- What this task involves:
Please rewrite the lines below, replacing "gray head" with "dark head" and leaving everything else unchanged.

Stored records
--------------------------------
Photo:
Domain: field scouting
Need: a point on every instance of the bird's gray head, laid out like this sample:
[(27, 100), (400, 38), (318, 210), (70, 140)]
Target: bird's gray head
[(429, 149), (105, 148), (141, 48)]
--------------------------------
- Worked answer:
Photo:
Domain: field scouting
Need: a point on every instance of the bird's dark head, laid out like this sample:
[(27, 100), (400, 38), (318, 210), (70, 140)]
Target: bird's dark head
[(429, 149), (105, 148), (141, 48)]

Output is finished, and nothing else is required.